原文
在FPGA里面,AXI DMA这个IP核的主要作用,就是在Verilog语言和C语言之间传输大批量的数据,使用的通信协议为AXI4-Stream。
Xilinx很多IP核都是基于AXI4-Stream协议的,例如浮点数Floating-point IP核,以及以太网Tri Mode Ethernet MAC IP核。要想将Verilog层面的数据搬运到C语言里面处理,就要使用DMA IP核。
本文以浮点数Floating-point IP核将定点数转换为浮点数为例,详细讲解AXI DMA IP核的使用方法。
浮点数IP核的输入输出数据都是32位,协议均为AXI4-Stream。C语言程序首先将要转换的定点数数据通过DMA发送给浮点数IP核,浮点数IP核转换完成后再通过DMA将单精度浮点数结果发回C语言程序,再通过printf打印出来。
定点数的数据类型为int,小数点定在第四位上,即:XXXXXXX.X。整数部分占28位,小数部分占4位。
转换后浮点数的数据类型为float,可以用printf的%f直接打印出来。
工程下载地址:https://pan.baidu.com/s/1SXppHMdhroFT8vGCIysYTQ(提取码:u7wf)
MicroBlaze C语言工程的建法不再赘述,请参阅:https://blog.csdn.net/ZLK1214/article/details/111824576
首先添加Floating-point IP核,作为DMA的外设端:(主存端为BRAM)
这里要注意一下,一定要勾选上TLAST,否则DMA接收端会出现DMA Internal Error的错误:
下面是Xilinx DMA手册里面对DMA Internal Error错误的描述:
添加AXI DMA IP核:
IP核添加好了,但还没有连线:
点击Run Connection Automation,自动连接DMA的S_AXI_LITE接口:
自动连接浮点数IP核的时钟引脚:
添加BRAM控制器:
最终的连线结果:
修改新建的BRAM的容量为64KB:
最终的地址分配方式:
保存Block Design,然后生成Bitstream:
Bitstream生成后,导出xsa文件:
Vitis Platform工程重新导入xsa文件:
修改C程序(helloworld.c)的代码:
(这里面XPAR_BRAM_2_BASEADDR最好改成0xc0000000,因为生成的xparameters.h配置文件里面BRAM号可能有变化)

任务材料
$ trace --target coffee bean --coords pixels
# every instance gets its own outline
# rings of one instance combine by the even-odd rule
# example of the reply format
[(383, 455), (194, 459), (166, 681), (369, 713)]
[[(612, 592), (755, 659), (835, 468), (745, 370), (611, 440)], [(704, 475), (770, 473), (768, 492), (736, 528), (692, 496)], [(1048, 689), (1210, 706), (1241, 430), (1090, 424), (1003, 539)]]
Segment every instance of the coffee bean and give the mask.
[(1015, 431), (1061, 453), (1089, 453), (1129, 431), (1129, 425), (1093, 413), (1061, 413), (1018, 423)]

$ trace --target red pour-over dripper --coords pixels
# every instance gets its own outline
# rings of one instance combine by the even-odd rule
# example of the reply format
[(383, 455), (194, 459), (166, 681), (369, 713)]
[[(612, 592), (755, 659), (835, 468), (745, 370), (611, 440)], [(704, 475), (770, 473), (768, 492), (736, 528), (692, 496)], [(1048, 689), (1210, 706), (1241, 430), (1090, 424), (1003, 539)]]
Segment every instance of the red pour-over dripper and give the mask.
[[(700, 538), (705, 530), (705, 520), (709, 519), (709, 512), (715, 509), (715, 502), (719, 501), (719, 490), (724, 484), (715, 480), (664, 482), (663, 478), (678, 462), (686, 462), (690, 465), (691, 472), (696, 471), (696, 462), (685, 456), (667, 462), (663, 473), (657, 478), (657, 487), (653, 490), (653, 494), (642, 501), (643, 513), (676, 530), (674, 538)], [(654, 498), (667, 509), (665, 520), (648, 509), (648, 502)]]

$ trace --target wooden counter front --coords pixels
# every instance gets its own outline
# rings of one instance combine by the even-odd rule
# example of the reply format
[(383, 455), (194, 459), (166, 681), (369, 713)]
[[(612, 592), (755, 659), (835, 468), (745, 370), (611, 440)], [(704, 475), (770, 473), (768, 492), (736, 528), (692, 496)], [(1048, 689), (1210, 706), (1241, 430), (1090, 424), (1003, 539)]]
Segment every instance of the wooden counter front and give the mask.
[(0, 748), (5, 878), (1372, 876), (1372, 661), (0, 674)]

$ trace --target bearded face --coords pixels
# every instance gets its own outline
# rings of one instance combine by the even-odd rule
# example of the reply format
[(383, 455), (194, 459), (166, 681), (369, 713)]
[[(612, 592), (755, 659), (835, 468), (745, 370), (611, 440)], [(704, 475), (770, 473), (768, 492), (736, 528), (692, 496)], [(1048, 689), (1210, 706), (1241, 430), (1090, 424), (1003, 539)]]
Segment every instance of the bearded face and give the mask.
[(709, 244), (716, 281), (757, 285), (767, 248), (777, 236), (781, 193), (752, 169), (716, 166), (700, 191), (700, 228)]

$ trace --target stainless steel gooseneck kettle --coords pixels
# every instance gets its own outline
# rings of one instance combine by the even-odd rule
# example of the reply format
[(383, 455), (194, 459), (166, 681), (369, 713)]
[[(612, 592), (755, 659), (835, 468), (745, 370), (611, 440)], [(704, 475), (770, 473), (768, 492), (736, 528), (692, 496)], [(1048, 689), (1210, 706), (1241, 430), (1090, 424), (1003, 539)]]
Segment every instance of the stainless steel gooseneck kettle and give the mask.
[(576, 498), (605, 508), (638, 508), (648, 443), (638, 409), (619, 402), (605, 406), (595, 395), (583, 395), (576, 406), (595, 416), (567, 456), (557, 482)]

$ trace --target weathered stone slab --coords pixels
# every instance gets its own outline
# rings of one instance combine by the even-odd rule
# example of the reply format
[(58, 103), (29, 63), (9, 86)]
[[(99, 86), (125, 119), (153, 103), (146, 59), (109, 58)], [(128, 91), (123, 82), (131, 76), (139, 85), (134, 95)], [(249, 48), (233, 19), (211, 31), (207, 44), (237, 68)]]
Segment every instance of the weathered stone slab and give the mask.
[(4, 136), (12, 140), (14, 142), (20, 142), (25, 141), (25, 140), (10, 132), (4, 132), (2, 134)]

* * *

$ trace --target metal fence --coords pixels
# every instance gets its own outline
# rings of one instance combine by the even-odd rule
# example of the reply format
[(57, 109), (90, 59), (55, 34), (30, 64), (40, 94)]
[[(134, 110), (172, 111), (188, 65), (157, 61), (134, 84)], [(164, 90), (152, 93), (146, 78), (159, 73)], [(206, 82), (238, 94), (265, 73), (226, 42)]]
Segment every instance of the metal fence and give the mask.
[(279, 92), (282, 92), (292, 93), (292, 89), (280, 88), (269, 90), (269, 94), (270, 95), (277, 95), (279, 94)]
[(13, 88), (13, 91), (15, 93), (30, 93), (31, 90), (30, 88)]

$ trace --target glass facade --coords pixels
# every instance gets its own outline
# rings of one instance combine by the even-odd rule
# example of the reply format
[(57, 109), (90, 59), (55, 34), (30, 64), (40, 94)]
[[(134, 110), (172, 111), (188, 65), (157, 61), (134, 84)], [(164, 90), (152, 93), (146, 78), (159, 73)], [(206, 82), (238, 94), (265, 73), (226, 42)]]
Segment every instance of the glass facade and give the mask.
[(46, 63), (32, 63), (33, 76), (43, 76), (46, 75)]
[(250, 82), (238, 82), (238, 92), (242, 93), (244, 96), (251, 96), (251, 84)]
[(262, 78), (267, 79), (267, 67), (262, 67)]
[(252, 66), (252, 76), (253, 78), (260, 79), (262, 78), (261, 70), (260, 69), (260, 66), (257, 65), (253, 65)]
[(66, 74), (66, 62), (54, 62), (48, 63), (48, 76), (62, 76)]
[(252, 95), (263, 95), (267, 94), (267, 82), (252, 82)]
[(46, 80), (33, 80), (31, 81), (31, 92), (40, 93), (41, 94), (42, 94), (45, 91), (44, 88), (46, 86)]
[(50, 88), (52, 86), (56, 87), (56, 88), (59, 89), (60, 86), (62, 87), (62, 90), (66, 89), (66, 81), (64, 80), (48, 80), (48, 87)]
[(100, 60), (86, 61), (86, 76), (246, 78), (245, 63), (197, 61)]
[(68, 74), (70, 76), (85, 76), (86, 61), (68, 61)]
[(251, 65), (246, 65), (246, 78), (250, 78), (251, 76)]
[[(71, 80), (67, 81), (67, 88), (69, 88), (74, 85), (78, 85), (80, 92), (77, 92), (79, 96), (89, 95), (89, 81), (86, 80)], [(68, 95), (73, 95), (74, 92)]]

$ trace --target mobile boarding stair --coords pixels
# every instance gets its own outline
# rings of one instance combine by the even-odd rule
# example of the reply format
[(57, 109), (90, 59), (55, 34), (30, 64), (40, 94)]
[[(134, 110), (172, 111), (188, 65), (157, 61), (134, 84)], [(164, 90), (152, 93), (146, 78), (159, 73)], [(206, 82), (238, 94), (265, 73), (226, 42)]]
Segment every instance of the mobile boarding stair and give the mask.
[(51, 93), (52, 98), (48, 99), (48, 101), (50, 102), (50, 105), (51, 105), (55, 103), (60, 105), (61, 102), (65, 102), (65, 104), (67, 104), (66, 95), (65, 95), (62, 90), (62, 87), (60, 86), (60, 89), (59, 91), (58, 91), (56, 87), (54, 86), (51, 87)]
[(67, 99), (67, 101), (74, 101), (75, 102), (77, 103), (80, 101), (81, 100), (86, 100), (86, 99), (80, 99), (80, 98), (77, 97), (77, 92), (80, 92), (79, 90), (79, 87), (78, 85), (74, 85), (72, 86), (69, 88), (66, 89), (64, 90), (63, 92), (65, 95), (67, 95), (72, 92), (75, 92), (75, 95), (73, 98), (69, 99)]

--

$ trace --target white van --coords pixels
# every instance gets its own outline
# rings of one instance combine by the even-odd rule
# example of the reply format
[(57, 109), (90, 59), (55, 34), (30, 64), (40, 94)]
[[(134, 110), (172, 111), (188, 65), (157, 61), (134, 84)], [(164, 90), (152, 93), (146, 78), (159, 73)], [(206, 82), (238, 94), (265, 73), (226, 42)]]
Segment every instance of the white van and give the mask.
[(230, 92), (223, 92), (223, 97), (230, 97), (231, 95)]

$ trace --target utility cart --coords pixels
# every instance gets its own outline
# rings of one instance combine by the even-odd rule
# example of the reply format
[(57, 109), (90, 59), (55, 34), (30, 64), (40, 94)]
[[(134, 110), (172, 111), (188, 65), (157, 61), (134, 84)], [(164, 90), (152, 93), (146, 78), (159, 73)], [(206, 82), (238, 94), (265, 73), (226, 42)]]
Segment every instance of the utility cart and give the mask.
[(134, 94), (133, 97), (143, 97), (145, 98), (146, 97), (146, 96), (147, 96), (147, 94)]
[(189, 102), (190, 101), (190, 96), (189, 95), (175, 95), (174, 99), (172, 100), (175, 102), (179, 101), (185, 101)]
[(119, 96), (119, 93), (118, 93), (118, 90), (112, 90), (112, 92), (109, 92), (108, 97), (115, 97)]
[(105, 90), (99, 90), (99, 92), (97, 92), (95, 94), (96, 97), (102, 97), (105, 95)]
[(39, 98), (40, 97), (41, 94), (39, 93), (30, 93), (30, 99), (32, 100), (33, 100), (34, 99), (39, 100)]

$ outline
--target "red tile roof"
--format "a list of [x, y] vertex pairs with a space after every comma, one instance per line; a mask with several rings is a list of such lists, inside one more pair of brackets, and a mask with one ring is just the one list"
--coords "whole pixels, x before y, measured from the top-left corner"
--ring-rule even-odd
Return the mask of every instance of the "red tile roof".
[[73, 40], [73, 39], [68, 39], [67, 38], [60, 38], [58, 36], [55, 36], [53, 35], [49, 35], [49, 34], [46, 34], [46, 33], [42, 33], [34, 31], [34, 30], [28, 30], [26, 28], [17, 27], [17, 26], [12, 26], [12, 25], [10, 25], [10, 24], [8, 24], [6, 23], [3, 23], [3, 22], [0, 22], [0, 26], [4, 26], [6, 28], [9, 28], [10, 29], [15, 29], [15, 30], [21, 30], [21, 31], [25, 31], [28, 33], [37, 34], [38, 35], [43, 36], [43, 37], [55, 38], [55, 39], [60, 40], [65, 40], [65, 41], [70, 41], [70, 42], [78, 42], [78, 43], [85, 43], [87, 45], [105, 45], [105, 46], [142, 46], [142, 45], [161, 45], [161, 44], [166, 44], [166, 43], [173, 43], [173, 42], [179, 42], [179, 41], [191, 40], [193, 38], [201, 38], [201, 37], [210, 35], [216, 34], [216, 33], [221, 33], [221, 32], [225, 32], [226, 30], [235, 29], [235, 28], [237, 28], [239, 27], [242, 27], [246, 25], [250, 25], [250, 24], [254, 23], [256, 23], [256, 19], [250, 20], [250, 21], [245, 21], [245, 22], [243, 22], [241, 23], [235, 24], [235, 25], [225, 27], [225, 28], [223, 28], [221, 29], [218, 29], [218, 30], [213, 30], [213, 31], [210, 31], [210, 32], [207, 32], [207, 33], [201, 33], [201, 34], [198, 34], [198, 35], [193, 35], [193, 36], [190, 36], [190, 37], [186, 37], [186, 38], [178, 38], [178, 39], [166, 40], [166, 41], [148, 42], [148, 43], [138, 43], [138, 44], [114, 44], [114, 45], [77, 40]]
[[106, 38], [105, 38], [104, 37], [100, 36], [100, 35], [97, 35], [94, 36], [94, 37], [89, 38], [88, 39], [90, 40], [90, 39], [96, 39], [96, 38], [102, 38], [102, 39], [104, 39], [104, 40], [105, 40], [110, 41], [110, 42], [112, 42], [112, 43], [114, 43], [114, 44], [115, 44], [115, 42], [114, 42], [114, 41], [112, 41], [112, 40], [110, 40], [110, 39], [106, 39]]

待做任务
1/ 完整摘录原文,一字不改。
2/ 请重写数据行中以含“van --coords pixels”的一行开头、以含“99), (39, 100)]”的一行结束的部分,首尾两行都算在内,只输出这几行。把其中的“utility cart”改为“hand cart”,其余内容保持不变。

逐题解答
1/
在FPGA里面,AXI DMA这个IP核的主要作用,就是在Verilog语言和C语言之间传输大批量的数据,使用的通信协议为AXI4-Stream。
Xilinx很多IP核都是基于AXI4-Stream协议的,例如浮点数Floating-point IP核,以及以太网Tri Mode Ethernet MAC IP核。要想将Verilog层面的数据搬运到C语言里面处理,就要使用DMA IP核。
本文以浮点数Floating-point IP核将定点数转换为浮点数为例,详细讲解AXI DMA IP核的使用方法。
浮点数IP核的输入输出数据都是32位,协议均为AXI4-Stream。C语言程序首先将要转换的定点数数据通过DMA发送给浮点数IP核,浮点数IP核转换完成后再通过DMA将单精度浮点数结果发回C语言程序,再通过printf打印出来。
定点数的数据类型为int,小数点定在第四位上,即:XXXXXXX.X。整数部分占28位,小数部分占4位。
转换后浮点数的数据类型为float,可以用printf的%f直接打印出来。
工程下载地址:https://pan.baidu.com/s/1SXppHMdhroFT8vGCIysYTQ(提取码:u7wf)
MicroBlaze C语言工程的建法不再赘述,请参阅:https://blog.csdn.net/ZLK1214/article/details/111824576
首先添加Floating-point IP核,作为DMA的外设端:(主存端为BRAM)
这里要注意一下,一定要勾选上TLAST,否则DMA接收端会出现DMA Internal Error的错误:
下面是Xilinx DMA手册里面对DMA Internal Error错误的描述:
添加AXI DMA IP核:
IP核添加好了,但还没有连线:
点击Run Connection Automation,自动连接DMA的S_AXI_LITE接口:
自动连接浮点数IP核的时钟引脚:
添加BRAM控制器:
最终的连线结果:
修改新建的BRAM的容量为64KB:
最终的地址分配方式:
保存Block Design,然后生成Bitstream:
Bitstream生成后,导出xsa文件:
Vitis Platform工程重新导入xsa文件:
修改C程序(helloworld.c)的代码:
(这里面XPAR_BRAM_2_BASEADDR最好改成0xc0000000,因为生成的xparameters.h配置文件里面BRAM号可能有变化)

2/
$ trace --target white van --coords pixels
# every instance gets its own outline
# rings of one instance combine by the even-odd rule
# example of the reply format
[(57, 109), (90, 59), (55, 34), (30, 64), (40, 94)]
[[(134, 110), (172, 111), (188, 65), (157, 61), (134, 84)], [(164, 90), (152, 93), (146, 78), (159, 73)], [(206, 82), (238, 94), (265, 73), (226, 42)]]
Segment every instance of the white van and give the mask.
[(230, 92), (223, 92), (223, 97), (230, 97), (231, 95)]

$ trace --target hand cart --coords pixels
# every instance gets its own outline
# rings of one instance combine by the even-odd rule
# example of the reply format
[(57, 109), (90, 59), (55, 34), (30, 64), (40, 94)]
[[(134, 110), (172, 111), (188, 65), (157, 61), (134, 84)], [(164, 90), (152, 93), (146, 78), (159, 73)], [(206, 82), (238, 94), (265, 73), (226, 42)]]
Segment every instance of the hand cart and give the mask.
[(134, 94), (133, 97), (143, 97), (145, 98), (146, 97), (146, 96), (147, 96), (147, 94)]
[(189, 102), (190, 101), (190, 96), (189, 95), (175, 95), (174, 99), (172, 100), (175, 102), (179, 101), (185, 101)]
[(119, 96), (119, 93), (118, 93), (118, 90), (112, 90), (112, 92), (109, 92), (108, 97), (115, 97)]
[(105, 90), (99, 90), (99, 92), (97, 92), (95, 94), (96, 97), (102, 97), (105, 95)]
[(39, 98), (40, 97), (41, 94), (39, 93), (30, 93), (30, 99), (32, 100), (33, 100), (34, 99), (39, 100)]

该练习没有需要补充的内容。